Exercise: Render each line of the listing below as one string in a JSON list, omitting blank lines and the picture.

Records to use:
*****

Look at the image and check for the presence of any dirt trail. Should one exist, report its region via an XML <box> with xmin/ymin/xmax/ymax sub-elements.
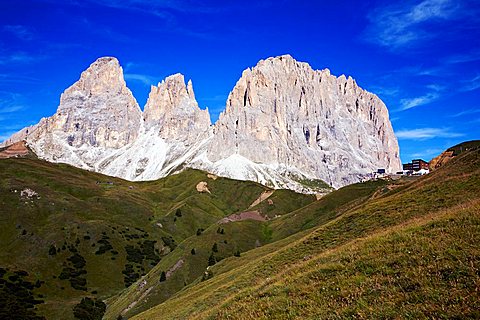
<box><xmin>0</xmin><ymin>141</ymin><xmax>29</xmax><ymax>159</ymax></box>
<box><xmin>218</xmin><ymin>210</ymin><xmax>266</xmax><ymax>224</ymax></box>
<box><xmin>248</xmin><ymin>190</ymin><xmax>274</xmax><ymax>209</ymax></box>
<box><xmin>165</xmin><ymin>259</ymin><xmax>184</xmax><ymax>279</ymax></box>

*****

Result of the task:
[
  "Look at the image and check for the presence of any dirt trail. Should one exist, report its region via an XML <box> with xmin/ymin/xmax/ymax sub-elements.",
  "<box><xmin>0</xmin><ymin>141</ymin><xmax>29</xmax><ymax>159</ymax></box>",
  "<box><xmin>218</xmin><ymin>210</ymin><xmax>266</xmax><ymax>224</ymax></box>",
  "<box><xmin>248</xmin><ymin>190</ymin><xmax>274</xmax><ymax>209</ymax></box>",
  "<box><xmin>165</xmin><ymin>259</ymin><xmax>184</xmax><ymax>279</ymax></box>"
]